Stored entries
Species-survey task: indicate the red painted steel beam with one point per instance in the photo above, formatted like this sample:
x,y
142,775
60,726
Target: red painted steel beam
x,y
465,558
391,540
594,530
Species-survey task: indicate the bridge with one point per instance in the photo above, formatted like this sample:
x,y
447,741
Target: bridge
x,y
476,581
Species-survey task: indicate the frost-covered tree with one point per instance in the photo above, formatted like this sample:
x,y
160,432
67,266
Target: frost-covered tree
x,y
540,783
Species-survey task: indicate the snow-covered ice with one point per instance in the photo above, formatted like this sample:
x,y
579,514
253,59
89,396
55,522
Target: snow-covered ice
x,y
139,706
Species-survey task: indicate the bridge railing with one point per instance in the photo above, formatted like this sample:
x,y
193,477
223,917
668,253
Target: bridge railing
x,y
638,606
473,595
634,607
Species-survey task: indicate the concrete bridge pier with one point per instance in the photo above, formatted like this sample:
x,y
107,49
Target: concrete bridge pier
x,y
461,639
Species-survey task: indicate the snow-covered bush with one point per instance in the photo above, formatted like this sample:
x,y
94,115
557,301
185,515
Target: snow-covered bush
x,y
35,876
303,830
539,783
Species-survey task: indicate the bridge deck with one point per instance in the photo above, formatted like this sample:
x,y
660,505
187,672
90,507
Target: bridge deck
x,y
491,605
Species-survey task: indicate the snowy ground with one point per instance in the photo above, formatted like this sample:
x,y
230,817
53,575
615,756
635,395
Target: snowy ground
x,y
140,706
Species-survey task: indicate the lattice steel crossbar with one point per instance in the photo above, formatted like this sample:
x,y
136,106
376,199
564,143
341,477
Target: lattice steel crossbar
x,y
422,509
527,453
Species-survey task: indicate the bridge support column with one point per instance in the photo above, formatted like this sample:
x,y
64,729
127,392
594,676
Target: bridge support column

__Instructions to follow__. Print all the entries above. Keep each one exact.

__Result of this task__.
Species-survey task: indicate the red painted steel beam with one point per instance in the photo above, formatted like this sample:
x,y
142,775
60,726
Target: red painted steel beam
x,y
465,558
391,540
594,530
Species-survey task: indicate the bridge with one point per instance in the photo above, formatted like this sample:
x,y
447,741
Target: bridge
x,y
476,581
Species-survey task: indicate the frost-covered tree with one point per instance in the photo above, formatted like this sample:
x,y
160,432
67,266
Target: frost-covered tree
x,y
540,783
Species-survey task: indicate the snow-covered ice with one point per instance in the photo above, formatted like this sample:
x,y
579,514
253,59
89,396
55,522
Target: snow-covered ice
x,y
139,706
Species-survey task: indicate the bridge railing with one point per instance in the photo above, formatted like this sample:
x,y
193,477
223,917
668,253
Target: bridge railing
x,y
638,606
473,595
634,607
Species-survey task: indicate the concrete bridge pier with one point per instance in the photo above, formatted like this sample:
x,y
107,49
Target: concrete bridge pier
x,y
461,639
Species-survey task: indicate the snow-covered bush with one point per instance in the photo above, formatted like this sample:
x,y
94,115
557,301
185,515
Target: snow-covered bush
x,y
35,876
303,830
539,783
Species-survey task: indicate the bridge deck with one point per instance in the photo above, formatted like this sample:
x,y
660,505
187,672
90,507
Target: bridge deck
x,y
491,605
Species-survey task: indicate the snowy ground with one point per instance in the photo above, formatted like this sample:
x,y
230,817
53,575
615,756
635,395
Target: snowy ground
x,y
140,706
Species-survey task: indicate the lattice steel crossbar with one point per instance in the photo above, formatted like this sample:
x,y
136,106
376,199
564,143
341,477
Target: lattice steel crossbar
x,y
422,509
527,453
Species-survey task: indicate the bridge support column with one point per instance in the photo above, formatted like this sample:
x,y
64,729
127,392
594,676
Target: bridge support column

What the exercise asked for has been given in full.